_Task directions_:
Look below for the line with "Query: yellow hair ribbon", and from there restate every line word for word until the entries end.

::::::::

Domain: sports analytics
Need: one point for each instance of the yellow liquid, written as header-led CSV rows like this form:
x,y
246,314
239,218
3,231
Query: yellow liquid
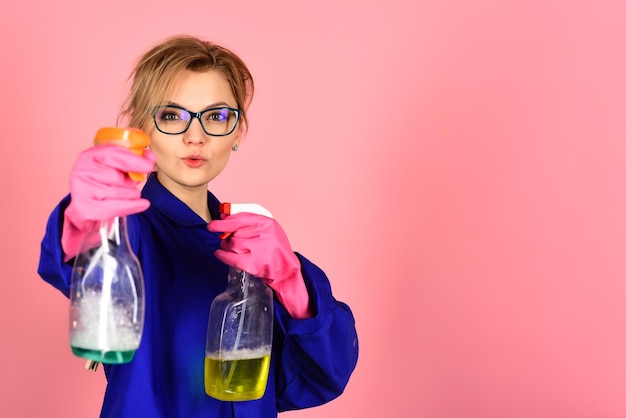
x,y
236,380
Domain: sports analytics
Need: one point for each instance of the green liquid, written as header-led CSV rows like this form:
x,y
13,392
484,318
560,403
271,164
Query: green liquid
x,y
236,380
109,357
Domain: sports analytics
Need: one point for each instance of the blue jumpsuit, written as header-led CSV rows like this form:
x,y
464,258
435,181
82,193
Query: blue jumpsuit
x,y
312,359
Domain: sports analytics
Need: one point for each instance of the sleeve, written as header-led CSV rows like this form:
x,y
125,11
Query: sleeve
x,y
319,354
51,266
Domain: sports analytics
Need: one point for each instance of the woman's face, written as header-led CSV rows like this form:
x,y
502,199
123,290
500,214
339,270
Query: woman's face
x,y
192,159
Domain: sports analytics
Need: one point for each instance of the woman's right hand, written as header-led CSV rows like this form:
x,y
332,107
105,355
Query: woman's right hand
x,y
101,189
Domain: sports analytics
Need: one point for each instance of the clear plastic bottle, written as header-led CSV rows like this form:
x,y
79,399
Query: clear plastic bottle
x,y
239,339
107,300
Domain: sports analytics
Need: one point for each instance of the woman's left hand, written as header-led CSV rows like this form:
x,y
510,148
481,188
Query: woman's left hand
x,y
257,244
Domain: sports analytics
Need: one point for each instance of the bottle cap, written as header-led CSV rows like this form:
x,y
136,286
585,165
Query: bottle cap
x,y
134,139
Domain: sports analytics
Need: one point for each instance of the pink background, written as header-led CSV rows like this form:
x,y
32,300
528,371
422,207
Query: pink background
x,y
457,168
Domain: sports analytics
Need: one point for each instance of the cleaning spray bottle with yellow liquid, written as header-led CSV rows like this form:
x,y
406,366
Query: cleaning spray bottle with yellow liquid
x,y
239,332
107,300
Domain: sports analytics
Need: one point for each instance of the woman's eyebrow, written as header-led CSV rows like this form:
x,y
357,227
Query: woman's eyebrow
x,y
212,105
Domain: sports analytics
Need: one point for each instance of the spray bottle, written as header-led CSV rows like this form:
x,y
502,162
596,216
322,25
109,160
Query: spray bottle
x,y
239,332
107,300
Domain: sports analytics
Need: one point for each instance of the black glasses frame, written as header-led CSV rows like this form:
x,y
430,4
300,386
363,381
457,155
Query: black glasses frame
x,y
197,115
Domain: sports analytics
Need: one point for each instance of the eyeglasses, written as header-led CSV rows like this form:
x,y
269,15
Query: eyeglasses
x,y
216,121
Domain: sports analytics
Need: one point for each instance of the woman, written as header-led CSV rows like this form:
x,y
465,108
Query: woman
x,y
191,97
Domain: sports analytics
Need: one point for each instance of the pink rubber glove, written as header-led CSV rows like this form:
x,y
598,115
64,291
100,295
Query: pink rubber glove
x,y
100,190
259,246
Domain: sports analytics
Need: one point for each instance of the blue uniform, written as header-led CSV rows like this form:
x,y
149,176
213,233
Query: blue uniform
x,y
312,359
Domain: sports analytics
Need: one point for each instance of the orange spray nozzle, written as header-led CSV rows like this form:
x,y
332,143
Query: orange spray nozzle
x,y
134,139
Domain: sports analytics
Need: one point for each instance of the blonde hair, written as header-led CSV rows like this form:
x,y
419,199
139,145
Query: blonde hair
x,y
156,71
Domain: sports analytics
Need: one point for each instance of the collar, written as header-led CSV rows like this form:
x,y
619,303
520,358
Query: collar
x,y
169,205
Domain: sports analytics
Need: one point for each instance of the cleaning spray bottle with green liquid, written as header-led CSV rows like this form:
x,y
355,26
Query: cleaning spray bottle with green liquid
x,y
239,332
107,298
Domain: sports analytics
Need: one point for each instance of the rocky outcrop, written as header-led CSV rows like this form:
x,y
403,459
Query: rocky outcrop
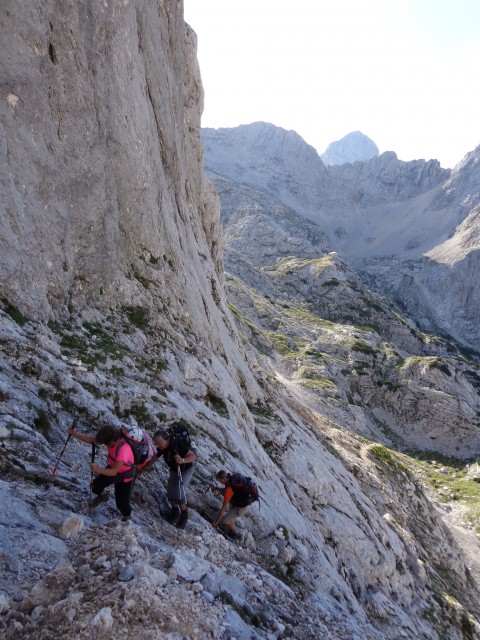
x,y
102,159
354,147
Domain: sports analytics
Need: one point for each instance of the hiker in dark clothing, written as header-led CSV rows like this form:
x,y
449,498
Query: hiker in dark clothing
x,y
180,458
232,500
119,470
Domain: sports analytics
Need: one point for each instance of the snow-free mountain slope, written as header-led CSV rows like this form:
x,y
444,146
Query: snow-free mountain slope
x,y
354,147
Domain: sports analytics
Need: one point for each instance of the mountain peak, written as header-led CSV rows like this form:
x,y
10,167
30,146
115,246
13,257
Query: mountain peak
x,y
353,147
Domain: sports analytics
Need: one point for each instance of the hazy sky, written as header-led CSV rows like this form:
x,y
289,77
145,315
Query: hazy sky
x,y
404,72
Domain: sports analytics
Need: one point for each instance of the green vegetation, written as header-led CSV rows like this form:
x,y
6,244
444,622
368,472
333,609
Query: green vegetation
x,y
364,347
286,265
95,391
280,343
447,478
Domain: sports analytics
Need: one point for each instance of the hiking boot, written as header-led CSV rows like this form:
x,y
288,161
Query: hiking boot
x,y
174,515
99,499
182,522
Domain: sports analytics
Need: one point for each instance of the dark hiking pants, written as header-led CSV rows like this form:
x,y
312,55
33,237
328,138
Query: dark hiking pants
x,y
122,492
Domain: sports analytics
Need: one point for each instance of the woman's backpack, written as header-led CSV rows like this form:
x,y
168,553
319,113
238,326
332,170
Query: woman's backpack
x,y
140,443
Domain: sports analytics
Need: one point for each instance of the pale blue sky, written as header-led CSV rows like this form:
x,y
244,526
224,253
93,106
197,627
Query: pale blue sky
x,y
404,72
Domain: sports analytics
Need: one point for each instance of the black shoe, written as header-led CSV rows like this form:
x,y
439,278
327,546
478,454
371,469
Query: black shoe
x,y
99,499
182,522
174,515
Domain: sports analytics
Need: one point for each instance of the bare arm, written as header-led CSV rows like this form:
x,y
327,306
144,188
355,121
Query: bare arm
x,y
190,456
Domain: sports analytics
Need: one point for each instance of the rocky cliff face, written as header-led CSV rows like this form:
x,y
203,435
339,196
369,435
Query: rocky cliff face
x,y
113,308
354,147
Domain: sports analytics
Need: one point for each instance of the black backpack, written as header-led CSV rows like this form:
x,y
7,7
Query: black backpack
x,y
245,491
136,439
180,441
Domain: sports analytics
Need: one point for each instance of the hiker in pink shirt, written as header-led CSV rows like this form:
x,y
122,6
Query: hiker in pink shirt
x,y
119,471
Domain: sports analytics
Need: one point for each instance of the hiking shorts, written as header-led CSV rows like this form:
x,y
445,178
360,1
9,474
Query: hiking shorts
x,y
233,513
176,488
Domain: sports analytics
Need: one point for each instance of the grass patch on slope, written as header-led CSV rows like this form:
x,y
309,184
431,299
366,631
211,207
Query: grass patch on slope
x,y
447,478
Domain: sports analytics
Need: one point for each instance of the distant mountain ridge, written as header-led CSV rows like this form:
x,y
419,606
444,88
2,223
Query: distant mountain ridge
x,y
410,229
354,147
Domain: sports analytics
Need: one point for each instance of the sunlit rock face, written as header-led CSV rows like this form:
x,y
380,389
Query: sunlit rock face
x,y
354,147
111,233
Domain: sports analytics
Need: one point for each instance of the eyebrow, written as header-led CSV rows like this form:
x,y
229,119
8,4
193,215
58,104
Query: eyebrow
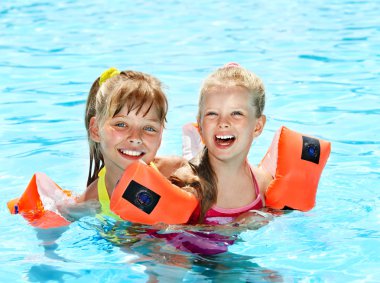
x,y
126,117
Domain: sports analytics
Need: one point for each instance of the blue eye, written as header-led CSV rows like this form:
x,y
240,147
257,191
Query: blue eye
x,y
121,125
150,129
211,114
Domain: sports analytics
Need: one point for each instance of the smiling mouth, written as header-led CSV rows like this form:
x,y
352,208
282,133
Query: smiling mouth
x,y
132,153
226,140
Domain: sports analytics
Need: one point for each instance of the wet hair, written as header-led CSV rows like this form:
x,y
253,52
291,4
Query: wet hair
x,y
232,75
131,88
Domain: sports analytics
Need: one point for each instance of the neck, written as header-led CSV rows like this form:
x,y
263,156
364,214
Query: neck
x,y
228,167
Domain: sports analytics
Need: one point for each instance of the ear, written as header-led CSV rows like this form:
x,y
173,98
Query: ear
x,y
199,125
260,123
94,130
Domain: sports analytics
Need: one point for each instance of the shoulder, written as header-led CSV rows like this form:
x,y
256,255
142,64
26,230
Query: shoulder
x,y
263,178
91,192
167,165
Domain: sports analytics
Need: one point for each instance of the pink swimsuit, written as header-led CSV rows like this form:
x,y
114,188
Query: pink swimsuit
x,y
217,215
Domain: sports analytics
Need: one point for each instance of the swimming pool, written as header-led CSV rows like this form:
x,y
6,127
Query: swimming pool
x,y
320,64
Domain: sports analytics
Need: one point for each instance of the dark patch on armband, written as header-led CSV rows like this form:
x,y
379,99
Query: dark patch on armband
x,y
311,149
141,197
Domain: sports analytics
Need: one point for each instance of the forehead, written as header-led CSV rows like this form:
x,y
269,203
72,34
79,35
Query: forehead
x,y
146,111
230,95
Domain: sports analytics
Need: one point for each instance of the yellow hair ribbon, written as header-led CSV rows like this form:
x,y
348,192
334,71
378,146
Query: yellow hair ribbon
x,y
111,72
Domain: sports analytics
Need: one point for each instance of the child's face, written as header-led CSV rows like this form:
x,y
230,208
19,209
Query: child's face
x,y
228,122
128,137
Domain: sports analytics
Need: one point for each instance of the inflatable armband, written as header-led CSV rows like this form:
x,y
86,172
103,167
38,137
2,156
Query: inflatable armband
x,y
145,196
296,162
38,203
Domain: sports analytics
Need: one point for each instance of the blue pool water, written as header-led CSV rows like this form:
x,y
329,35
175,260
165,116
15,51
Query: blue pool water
x,y
320,64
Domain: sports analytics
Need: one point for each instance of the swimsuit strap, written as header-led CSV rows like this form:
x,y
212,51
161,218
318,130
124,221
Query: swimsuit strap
x,y
103,196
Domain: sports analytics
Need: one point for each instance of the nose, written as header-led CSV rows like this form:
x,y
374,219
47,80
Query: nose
x,y
223,123
134,138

::::::::

_Result below_:
Query: yellow hair ribbon
x,y
111,72
Domain: sports analytics
Need: one point for each instance of the child's face, written as header-led CSV rows like this form:
x,y
230,208
19,209
Query: child's face
x,y
228,122
128,137
Domain: sports analytics
Need: one point for each instance of the inflatable armband, written as header-led CSV rows like this form:
x,y
86,172
103,167
38,137
2,156
Query: inflatable armband
x,y
145,196
296,162
38,203
Domain: sports analytics
Need: one point for each instance of the blue pool water, written as header-led CSV rows like this form:
x,y
329,35
175,260
165,116
15,51
Query: blue pool water
x,y
320,64
Domain: sports analytics
Need: one point for each instance of the swimsuit strap, written as header-led CSV rows like this form:
x,y
212,51
161,218
318,130
124,221
Query: swimsuit strap
x,y
103,196
Domain: sports analytics
Need: one point for each instance of the nose, written as header-led CSV rows like this form:
x,y
374,219
47,80
Query: nose
x,y
223,123
134,138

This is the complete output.